Given problem ▸
Rewrite the entries from their first line through the line containing "M 165 258 L" as a JSON list of strings, with one string per line and no blank lines. Include that final line and nothing after it.

Source records ▸
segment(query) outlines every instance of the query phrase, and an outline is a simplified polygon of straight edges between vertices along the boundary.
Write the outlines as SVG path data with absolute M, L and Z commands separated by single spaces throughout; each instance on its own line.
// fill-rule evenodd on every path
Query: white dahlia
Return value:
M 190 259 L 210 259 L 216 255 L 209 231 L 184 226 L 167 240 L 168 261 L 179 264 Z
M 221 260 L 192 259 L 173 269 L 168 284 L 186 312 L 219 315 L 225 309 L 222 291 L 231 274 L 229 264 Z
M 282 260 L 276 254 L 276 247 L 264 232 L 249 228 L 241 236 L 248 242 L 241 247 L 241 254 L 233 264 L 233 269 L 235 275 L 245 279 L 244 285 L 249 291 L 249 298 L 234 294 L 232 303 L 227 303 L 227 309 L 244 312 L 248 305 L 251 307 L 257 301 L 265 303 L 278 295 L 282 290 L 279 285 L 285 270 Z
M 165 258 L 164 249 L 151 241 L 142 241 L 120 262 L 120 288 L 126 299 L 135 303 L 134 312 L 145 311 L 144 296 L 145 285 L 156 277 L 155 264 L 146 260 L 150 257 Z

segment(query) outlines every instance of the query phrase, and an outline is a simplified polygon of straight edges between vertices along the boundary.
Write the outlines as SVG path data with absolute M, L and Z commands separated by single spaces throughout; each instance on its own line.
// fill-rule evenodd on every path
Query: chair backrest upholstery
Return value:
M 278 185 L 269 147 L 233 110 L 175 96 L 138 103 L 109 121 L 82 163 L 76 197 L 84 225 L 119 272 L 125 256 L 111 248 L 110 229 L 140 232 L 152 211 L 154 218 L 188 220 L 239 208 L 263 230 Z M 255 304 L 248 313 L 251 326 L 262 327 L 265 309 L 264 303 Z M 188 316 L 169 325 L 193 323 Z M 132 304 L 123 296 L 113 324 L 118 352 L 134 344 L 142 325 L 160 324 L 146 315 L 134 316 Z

Problem solution ▸
[
  "segment(query) outlines every instance of the query phrase, and an outline is a simplified polygon of straight edges between vertices along the boundary.",
  "Write the outlines as SVG path data with absolute M, L and Z commands separated by single spaces throughout; each instance on its own line.",
  "// fill-rule evenodd on every path",
  "Query: white dahlia",
  "Return value:",
  "M 190 259 L 210 259 L 216 255 L 209 231 L 184 226 L 167 240 L 168 261 L 179 264 Z",
  "M 221 260 L 192 259 L 173 269 L 168 284 L 186 312 L 219 315 L 225 309 L 222 291 L 231 274 L 229 264 Z",
  "M 282 260 L 276 254 L 276 247 L 264 232 L 249 228 L 241 236 L 248 242 L 241 247 L 241 254 L 233 264 L 233 269 L 235 275 L 245 279 L 244 285 L 249 291 L 249 298 L 234 294 L 232 303 L 227 303 L 227 309 L 244 312 L 248 305 L 251 307 L 257 301 L 265 303 L 278 295 L 282 290 L 279 285 L 285 270 Z",
  "M 165 258 L 164 249 L 151 241 L 142 241 L 120 262 L 120 288 L 126 299 L 135 303 L 134 312 L 145 311 L 144 296 L 145 285 L 156 277 L 155 264 L 146 260 L 150 257 Z"
]